Führe alle Zeilen der Einträge auf, in denen das Wort „white“ vorkommt. Groß- und Kleinschreibung wird dabei unterschieden.

=-=-=

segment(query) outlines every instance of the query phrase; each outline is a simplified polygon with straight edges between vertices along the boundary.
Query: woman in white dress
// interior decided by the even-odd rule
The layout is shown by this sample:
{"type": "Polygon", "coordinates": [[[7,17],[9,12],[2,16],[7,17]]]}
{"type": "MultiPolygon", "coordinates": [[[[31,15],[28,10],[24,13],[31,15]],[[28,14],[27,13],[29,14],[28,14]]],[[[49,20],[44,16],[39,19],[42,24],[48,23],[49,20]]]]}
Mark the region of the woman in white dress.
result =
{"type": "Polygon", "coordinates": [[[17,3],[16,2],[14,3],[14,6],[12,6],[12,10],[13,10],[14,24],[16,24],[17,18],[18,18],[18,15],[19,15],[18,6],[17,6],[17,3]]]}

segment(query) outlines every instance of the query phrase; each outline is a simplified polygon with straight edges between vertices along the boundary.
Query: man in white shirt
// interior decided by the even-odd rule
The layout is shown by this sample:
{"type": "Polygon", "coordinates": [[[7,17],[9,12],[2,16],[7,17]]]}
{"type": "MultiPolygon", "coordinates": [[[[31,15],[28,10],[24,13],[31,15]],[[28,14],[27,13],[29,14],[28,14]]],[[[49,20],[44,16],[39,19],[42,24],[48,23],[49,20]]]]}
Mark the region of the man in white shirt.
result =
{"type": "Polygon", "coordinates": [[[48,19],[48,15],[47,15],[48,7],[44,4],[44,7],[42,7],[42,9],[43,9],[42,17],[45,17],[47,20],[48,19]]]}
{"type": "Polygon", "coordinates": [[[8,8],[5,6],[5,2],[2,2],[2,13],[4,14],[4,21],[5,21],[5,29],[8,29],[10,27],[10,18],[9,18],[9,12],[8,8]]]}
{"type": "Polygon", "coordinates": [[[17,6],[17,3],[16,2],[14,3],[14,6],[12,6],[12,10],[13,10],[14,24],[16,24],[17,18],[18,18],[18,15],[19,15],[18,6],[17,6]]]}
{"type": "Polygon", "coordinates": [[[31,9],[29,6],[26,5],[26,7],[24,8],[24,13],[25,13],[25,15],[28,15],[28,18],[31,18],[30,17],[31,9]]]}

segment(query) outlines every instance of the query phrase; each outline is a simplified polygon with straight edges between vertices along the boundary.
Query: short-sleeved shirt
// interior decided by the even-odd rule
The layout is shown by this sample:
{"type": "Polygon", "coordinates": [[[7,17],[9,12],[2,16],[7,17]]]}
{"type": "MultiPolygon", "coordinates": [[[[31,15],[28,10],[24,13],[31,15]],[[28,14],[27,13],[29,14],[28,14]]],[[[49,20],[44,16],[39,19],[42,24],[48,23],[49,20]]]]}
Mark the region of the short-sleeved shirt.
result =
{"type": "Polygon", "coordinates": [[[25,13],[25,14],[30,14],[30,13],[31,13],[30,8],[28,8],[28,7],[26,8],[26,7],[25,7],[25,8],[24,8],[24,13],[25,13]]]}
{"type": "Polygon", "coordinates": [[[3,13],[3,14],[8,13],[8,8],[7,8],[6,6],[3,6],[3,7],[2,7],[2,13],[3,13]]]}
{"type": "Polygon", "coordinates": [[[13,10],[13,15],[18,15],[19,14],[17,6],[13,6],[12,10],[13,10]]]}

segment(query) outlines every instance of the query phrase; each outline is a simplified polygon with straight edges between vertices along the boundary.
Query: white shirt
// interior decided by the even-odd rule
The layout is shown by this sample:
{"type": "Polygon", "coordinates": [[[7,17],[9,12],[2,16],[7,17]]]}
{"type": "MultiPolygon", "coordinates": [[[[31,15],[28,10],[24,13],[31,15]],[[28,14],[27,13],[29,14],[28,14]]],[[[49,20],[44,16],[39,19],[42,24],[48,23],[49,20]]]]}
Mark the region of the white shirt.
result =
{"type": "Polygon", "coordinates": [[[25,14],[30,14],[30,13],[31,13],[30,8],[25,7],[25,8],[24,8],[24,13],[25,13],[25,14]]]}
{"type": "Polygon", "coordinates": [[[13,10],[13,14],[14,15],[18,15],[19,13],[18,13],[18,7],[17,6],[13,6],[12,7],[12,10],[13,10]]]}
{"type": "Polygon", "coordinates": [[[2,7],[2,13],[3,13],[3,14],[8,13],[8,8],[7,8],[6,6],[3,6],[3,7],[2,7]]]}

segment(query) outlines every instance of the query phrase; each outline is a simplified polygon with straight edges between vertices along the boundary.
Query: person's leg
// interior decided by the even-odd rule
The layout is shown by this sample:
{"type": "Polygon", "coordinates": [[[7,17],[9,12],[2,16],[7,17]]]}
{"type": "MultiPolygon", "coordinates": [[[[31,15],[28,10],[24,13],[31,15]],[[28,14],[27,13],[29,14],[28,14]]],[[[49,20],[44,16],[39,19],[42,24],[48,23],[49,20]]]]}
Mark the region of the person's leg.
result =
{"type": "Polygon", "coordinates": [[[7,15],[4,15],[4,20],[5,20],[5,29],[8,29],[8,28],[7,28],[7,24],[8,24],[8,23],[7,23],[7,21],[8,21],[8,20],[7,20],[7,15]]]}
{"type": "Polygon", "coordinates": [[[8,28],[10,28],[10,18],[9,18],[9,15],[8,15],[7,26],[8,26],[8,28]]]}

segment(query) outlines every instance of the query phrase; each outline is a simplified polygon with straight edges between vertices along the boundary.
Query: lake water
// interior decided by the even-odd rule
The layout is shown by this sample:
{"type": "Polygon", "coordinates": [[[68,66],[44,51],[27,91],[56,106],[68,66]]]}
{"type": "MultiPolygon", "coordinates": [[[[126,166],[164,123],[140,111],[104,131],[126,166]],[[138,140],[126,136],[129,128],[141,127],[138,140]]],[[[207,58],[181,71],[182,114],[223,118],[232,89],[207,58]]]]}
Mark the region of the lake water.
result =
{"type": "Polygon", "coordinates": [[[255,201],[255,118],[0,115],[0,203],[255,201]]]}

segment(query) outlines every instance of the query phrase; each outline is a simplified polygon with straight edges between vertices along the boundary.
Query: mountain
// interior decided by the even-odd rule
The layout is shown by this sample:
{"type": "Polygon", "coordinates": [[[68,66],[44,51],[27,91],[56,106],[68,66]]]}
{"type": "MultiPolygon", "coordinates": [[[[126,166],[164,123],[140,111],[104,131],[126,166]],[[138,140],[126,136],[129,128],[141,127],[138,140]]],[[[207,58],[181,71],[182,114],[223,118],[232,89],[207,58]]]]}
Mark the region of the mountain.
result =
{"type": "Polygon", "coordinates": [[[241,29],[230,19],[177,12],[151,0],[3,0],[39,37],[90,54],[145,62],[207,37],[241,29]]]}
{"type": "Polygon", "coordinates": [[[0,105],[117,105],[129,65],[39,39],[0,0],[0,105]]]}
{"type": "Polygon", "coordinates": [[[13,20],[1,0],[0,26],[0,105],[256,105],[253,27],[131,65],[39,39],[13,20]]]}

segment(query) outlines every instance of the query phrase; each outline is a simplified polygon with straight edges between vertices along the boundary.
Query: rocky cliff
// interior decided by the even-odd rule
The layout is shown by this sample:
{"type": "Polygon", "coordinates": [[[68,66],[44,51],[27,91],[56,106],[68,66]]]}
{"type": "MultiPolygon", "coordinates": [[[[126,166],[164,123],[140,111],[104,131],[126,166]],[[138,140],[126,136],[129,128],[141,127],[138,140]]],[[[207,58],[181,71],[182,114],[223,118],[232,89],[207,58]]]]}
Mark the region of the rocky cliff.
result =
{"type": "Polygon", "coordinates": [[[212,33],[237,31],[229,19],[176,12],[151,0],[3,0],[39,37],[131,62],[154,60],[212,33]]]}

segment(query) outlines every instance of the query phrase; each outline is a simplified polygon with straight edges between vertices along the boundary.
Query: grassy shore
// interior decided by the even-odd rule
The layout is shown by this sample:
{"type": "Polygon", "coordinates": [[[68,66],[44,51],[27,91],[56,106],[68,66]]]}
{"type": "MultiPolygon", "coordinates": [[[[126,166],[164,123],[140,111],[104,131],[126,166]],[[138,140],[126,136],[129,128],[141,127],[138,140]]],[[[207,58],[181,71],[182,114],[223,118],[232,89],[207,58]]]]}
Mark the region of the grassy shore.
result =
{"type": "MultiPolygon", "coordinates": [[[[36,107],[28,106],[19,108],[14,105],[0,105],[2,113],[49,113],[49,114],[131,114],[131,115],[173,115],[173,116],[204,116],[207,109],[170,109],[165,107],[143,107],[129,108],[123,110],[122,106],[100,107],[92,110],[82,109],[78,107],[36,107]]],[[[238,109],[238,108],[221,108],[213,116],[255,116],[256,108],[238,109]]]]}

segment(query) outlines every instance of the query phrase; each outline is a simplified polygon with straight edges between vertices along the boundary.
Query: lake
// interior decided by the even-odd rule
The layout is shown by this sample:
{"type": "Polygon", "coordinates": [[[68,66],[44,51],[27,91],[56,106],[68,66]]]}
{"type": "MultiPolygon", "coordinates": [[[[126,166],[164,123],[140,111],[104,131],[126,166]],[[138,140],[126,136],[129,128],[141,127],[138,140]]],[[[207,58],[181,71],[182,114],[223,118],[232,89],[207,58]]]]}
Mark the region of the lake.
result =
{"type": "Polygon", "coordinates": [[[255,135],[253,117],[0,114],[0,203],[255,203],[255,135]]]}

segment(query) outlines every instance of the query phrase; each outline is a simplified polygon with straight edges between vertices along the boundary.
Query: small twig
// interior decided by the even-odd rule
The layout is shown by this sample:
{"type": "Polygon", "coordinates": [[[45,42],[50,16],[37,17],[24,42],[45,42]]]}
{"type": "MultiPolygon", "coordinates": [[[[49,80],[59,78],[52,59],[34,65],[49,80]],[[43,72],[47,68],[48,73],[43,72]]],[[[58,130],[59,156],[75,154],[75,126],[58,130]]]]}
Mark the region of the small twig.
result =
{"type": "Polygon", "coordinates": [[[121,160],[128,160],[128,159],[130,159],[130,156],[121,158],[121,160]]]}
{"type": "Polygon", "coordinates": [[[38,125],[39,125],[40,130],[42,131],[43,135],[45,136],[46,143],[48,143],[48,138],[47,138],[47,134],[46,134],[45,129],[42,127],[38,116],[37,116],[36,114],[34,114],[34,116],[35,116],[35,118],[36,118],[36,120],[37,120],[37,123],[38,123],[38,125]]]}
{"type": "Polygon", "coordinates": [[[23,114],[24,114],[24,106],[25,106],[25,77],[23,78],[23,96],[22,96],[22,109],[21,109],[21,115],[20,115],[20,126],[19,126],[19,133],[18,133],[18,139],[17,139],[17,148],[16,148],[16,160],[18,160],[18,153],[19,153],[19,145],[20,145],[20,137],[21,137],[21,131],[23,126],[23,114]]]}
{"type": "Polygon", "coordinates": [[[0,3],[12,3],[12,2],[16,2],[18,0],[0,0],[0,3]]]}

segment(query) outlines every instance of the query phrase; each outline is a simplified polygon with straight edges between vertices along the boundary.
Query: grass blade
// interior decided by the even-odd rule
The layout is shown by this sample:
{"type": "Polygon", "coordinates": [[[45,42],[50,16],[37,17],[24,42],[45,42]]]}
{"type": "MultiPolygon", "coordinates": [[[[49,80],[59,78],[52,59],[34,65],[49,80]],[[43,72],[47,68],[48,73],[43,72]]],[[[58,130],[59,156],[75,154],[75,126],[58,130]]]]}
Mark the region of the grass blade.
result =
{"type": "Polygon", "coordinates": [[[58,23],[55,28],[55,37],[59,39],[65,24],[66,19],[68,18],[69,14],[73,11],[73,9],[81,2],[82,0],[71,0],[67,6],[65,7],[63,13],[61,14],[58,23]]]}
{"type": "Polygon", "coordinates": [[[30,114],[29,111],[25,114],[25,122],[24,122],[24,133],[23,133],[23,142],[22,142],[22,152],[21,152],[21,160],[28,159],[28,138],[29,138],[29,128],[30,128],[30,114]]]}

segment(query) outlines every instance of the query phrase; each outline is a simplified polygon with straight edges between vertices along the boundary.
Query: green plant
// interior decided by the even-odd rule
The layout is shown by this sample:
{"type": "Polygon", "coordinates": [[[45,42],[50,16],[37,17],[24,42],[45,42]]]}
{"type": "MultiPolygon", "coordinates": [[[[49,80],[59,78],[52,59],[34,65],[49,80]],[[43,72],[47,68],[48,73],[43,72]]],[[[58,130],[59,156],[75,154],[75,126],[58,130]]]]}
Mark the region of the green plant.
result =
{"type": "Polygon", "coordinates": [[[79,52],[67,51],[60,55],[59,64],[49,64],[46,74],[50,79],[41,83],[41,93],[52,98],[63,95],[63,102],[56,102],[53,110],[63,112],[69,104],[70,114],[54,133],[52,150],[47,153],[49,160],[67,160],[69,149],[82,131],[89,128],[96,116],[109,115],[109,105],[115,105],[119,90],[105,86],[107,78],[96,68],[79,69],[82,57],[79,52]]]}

=-=-=

== ANTWORT FOLGT ==
Query: woman in white dress
Mark the region of the woman in white dress.
Query: man in white shirt
Mark the region of the man in white shirt.
Query: white shirt
Mark the region of the white shirt.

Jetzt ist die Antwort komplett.